Exercise:
Return every line of the rows below as a JSON list of strings, with one string per line and blank lines omitted.

Records for the task:
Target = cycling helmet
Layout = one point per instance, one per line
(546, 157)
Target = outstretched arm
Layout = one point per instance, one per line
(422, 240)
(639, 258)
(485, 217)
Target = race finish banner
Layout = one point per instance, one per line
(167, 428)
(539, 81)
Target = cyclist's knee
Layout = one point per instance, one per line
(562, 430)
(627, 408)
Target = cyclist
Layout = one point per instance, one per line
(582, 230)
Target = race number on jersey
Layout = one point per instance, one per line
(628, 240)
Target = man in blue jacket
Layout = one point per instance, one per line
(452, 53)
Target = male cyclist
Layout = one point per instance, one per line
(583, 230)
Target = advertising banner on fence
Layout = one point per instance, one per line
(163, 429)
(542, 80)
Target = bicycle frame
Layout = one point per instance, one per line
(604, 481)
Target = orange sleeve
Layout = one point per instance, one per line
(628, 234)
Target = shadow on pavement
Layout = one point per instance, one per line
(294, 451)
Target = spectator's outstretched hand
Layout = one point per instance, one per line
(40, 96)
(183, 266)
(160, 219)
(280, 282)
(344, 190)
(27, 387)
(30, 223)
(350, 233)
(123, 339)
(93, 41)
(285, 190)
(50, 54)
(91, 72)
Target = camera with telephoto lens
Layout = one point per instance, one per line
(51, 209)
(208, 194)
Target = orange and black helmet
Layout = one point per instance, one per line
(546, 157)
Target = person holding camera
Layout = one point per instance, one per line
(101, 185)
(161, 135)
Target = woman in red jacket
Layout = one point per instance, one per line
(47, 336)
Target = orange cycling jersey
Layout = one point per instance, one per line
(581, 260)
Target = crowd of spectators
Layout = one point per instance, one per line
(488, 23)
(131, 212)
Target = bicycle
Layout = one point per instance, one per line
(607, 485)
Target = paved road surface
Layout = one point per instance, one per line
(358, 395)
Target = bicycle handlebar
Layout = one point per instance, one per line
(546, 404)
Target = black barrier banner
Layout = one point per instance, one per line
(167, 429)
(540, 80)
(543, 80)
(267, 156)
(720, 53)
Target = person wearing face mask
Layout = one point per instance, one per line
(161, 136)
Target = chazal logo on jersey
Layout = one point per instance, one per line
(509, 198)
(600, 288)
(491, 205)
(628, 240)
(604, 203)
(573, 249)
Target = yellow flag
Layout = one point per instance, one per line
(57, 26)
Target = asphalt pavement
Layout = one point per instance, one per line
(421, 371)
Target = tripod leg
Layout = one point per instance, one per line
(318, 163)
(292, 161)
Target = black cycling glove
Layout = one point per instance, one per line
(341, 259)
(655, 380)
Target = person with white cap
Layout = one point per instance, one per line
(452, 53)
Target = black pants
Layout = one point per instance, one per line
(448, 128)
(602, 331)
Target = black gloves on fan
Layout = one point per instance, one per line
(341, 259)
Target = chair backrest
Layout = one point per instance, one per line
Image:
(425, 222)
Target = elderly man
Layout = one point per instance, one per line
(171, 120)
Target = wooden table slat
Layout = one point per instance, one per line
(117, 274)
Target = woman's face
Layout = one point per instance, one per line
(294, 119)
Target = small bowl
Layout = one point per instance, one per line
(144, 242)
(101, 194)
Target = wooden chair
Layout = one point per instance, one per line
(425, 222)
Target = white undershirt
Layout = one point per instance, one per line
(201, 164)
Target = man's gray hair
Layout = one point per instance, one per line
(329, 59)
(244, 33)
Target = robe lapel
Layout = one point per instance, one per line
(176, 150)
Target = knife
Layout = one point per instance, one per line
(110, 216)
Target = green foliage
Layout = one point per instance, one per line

Complete response:
[
  "Target = cycling helmet",
  "Layout = one point per instance, one per line",
  "(546, 157)",
  "Target = outstretched arm",
  "Layout = one point per instance, one per line",
  "(422, 240)",
  "(639, 258)",
  "(485, 217)",
  "Target = race finish banner",
  "Layout = one point per instance, one per line",
  "(167, 428)",
  "(539, 81)",
  "Target = cyclist's knee",
  "Layout = one point per instance, one per line",
  "(562, 430)",
  "(627, 408)",
  "Target = cyclist",
  "Layout = one point per instance, one per line",
  "(582, 230)",
  "Target = race number on jersey",
  "Layout = one point per instance, one per line",
  "(628, 240)",
  "Target = man in blue jacket",
  "Layout = one point per instance, one per line",
  "(452, 53)",
  "Target = male cyclist",
  "Layout = one point per instance, one per line",
  "(583, 230)",
  "Target = advertising banner on fence",
  "Layout = one point per instance, one per line",
  "(163, 429)",
  "(542, 80)",
  "Target = bicycle frame",
  "Layout = one point per instance, one per line",
  "(604, 481)",
  "Target = orange sleeve",
  "Layout = one point per instance, one per line",
  "(628, 234)",
  "Target = shadow on pavement",
  "Layout = one point per instance, one per line",
  "(294, 451)",
  "Target = spectator's outstretched hand",
  "Layout = one point per instance, one per line",
  "(40, 96)",
  "(183, 266)",
  "(160, 219)",
  "(280, 282)",
  "(344, 190)",
  "(27, 387)",
  "(30, 223)",
  "(350, 233)",
  "(123, 339)",
  "(93, 41)",
  "(285, 190)",
  "(50, 54)",
  "(91, 72)",
  "Target = camera with telephoto lens",
  "Layout = one point per instance, one per line",
  "(51, 209)",
  "(208, 194)",
  "Target = orange and black helmet",
  "Layout = one point per instance, one per line",
  "(546, 157)",
  "Target = person holding camera",
  "Layout = one point per instance, one per line",
  "(101, 185)",
  "(161, 135)",
  "Target = woman in red jacket",
  "Layout = one point per instance, one per line",
  "(47, 336)",
  "Target = orange cycling jersey",
  "Layout = one point per instance, one per line",
  "(581, 260)",
  "Target = crowd of spectators",
  "Layout = one point per instance, one per line",
  "(488, 23)",
  "(131, 212)",
  "Target = bicycle",
  "Layout = one point per instance, one per line",
  "(607, 485)",
  "Target = paved road surface",
  "Layout = one point per instance, one per line",
  "(358, 395)",
  "Target = bicycle handlebar",
  "Layout = one point per instance, one per line",
  "(546, 404)",
  "Target = black barrier banner",
  "Layout = one point per instance, one per line",
  "(167, 429)",
  "(540, 80)",
  "(543, 80)",
  "(267, 156)",
  "(720, 53)",
  "Target = person wearing face mask",
  "Layout = one point per instance, one per line",
  "(161, 136)",
  "Target = chazal logo on jersey",
  "Layout = one point per instance, one per line",
  "(509, 198)",
  "(600, 288)",
  "(491, 205)",
  "(628, 240)",
  "(604, 203)",
  "(573, 249)",
  "Target = yellow flag",
  "Layout = one point per instance, one per line",
  "(57, 26)",
  "Target = asphalt pavement",
  "Layout = one point per instance, one per line",
  "(421, 371)",
  "Target = tripod leg",
  "Layout = one point per instance, one per line",
  "(318, 163)",
  "(292, 161)",
  "Target = black cycling glove",
  "Layout = one point per instance, one per line",
  "(341, 259)",
  "(655, 380)",
  "Target = person with white cap",
  "Layout = one point per instance, one per line",
  "(452, 53)",
  "Target = black pants",
  "Layout = one point per instance, one per line",
  "(448, 128)",
  "(602, 331)",
  "Target = black gloves on fan",
  "Layout = one point per instance, one per line",
  "(341, 259)",
  "Target = chair backrest",
  "Layout = one point per instance, one per line",
  "Image:",
  "(425, 222)",
  "Target = elderly man",
  "Layout = one point per instance, one per line",
  "(171, 120)",
  "Target = wooden table slat",
  "Layout = one point per instance, one per line",
  "(117, 274)",
  "Target = woman's face",
  "Layout = one point per instance, one per line",
  "(294, 119)",
  "Target = small bowl",
  "Layout = one point per instance, one per line",
  "(144, 242)",
  "(101, 194)",
  "Target = wooden chair",
  "Layout = one point per instance, one per line",
  "(425, 222)",
  "Target = white undershirt",
  "Layout = one point per instance, one per line",
  "(201, 164)",
  "Target = man's gray hair",
  "Layout = one point per instance, one per line",
  "(329, 59)",
  "(244, 33)",
  "Target = robe lapel",
  "Layout = one point per instance, one per line",
  "(176, 150)",
  "Target = knife",
  "Layout = one point per instance, one per line",
  "(110, 216)",
  "Target = green foliage",
  "Layout = one point per instance, one per line"
]